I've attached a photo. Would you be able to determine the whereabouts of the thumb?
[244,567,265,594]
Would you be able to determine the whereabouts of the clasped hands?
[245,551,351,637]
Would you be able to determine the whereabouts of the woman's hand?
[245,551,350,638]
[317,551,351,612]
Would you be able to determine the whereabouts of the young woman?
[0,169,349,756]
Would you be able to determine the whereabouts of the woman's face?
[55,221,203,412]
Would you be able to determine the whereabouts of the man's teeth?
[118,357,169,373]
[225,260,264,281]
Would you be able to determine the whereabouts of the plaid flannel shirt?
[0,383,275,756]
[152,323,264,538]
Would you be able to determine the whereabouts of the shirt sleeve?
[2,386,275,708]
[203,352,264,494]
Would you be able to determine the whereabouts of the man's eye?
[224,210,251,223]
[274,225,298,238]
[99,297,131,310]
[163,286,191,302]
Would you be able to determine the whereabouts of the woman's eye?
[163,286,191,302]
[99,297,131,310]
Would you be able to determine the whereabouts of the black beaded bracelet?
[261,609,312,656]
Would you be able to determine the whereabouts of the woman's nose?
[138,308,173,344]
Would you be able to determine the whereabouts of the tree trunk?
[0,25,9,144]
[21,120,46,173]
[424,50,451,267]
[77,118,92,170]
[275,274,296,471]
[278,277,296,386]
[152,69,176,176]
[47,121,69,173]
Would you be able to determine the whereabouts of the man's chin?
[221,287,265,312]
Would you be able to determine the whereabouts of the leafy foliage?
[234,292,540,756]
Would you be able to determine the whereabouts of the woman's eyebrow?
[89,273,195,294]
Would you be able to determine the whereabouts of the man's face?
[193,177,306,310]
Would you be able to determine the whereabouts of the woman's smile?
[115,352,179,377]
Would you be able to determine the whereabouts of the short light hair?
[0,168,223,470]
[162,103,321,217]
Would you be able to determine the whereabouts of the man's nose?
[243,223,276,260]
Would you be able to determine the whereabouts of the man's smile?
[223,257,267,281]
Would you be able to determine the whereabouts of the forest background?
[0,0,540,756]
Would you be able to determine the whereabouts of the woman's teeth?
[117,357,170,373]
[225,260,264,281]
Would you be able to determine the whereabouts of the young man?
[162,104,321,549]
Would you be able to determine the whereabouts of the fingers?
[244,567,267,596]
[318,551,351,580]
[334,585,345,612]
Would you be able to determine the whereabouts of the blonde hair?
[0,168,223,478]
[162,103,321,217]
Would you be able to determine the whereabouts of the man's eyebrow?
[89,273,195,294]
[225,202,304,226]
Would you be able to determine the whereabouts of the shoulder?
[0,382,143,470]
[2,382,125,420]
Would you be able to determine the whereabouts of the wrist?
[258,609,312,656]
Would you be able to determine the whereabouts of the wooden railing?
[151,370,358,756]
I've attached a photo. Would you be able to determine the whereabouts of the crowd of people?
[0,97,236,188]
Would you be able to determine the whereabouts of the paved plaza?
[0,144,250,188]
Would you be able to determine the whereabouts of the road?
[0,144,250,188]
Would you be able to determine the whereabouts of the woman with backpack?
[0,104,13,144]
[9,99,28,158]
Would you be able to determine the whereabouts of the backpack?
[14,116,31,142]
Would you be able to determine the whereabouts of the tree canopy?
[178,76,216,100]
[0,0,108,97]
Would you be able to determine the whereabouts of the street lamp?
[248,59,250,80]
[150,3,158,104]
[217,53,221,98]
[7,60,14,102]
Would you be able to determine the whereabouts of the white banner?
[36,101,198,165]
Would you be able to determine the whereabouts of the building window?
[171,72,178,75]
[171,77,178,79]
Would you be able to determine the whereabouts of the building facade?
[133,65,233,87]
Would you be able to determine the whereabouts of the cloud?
========================
Can you give all of these lines again with "whereabouts" changed to "location" wherever it appears and everything else left as it is?

I've attached a photo. Would you be able to determine the location of the thumb?
[244,567,265,594]
Would you be able to determine the location of the clasped hands?
[245,551,351,637]
Would you be able to determine the location of the woman's hand?
[245,551,350,638]
[317,551,351,612]
Would you be able to determine the location of the young woman?
[0,169,349,756]
Would you be able to determine the location of the woman's face?
[55,221,203,412]
Would you be able to determine the location of the man's teeth?
[118,357,169,373]
[225,260,264,281]
Would you be able to determine the location of the plaid flannel shirt?
[0,383,275,756]
[152,323,264,538]
Would you be able to determine the location of the shirt sleeve?
[2,386,275,708]
[203,352,264,494]
Would you be able to determine the location of the man's eye?
[224,210,251,223]
[274,225,298,238]
[99,297,131,310]
[163,286,191,302]
Would you be able to determine the location of the woman's eye?
[163,286,191,302]
[99,297,131,310]
Would you be able to determine the location of the black beaded bracelet?
[261,609,312,656]
Would you be able to determine the location of the woman's nose?
[138,308,173,344]
Would you be able to determine the location of the tree trunk?
[0,25,9,144]
[21,120,46,173]
[424,50,451,267]
[77,118,92,170]
[275,274,296,471]
[278,277,296,386]
[152,69,176,176]
[47,121,69,173]
Would you be able to determine the location of the man's chin?
[221,287,265,312]
Would you be able to determine the location of the leafy foliage?
[234,292,540,756]
Would you be able to determine the location of the woman's eyebrow?
[89,273,195,294]
Would you be able to determine the location of the man's face?
[193,177,306,310]
Would you be able to determine the location of the woman's smile?
[115,352,179,377]
Would you be able to determine the location of the short light hair?
[0,168,223,470]
[162,103,321,217]
Would you be able to determine the location of the man's nose?
[243,223,276,260]
Would you be able to determine the location of the man's smile?
[223,257,267,281]
Would you be able to determine the location of the forest background?
[0,0,540,756]
Would you be able to determine the location of the woman's teeth?
[117,357,170,373]
[225,260,264,281]
Would you be able to determine the location of the young man?
[162,104,321,549]
Would you be able to determine the location of the fingers?
[244,567,267,596]
[318,551,351,580]
[334,585,345,612]
Would you be able to determine the location of the blonde hair?
[0,168,223,478]
[162,103,321,217]
Would you be able to determine the location of the man's eyebrow?
[89,273,195,294]
[225,202,304,226]
Would you be able to determine the location of the shoulder?
[0,382,143,470]
[2,382,125,420]
Would you be able to determine the location of the wrist?
[258,609,312,656]
Would you be able to determine the location of the wooden railing?
[151,370,358,756]
I've attached a photo. Would you be able to determine the location of the crowd of people?
[0,97,236,188]
Would you be able to determine the location of the paved plaza?
[0,144,250,188]
Would you be able to determine the location of the road?
[0,144,250,188]
Would you be able to determine the location of the woman with backpack?
[0,104,13,144]
[9,99,28,158]
Would you be able to determine the location of the backpack?
[14,116,31,142]
Would you be able to determine the location of the tree canopy?
[178,76,216,100]
[0,0,108,97]
Would you be able to determine the location of the street lamp?
[248,59,250,80]
[150,3,158,104]
[217,53,221,98]
[7,60,14,102]
Would you be able to determine the location of the white banner?
[36,101,198,165]
Would you be able to determine the location of the building window?
[171,72,178,75]
[171,77,178,79]
Would you be able to determine the location of the building facade?
[133,65,233,87]
Would you be able to determine the location of the cloud?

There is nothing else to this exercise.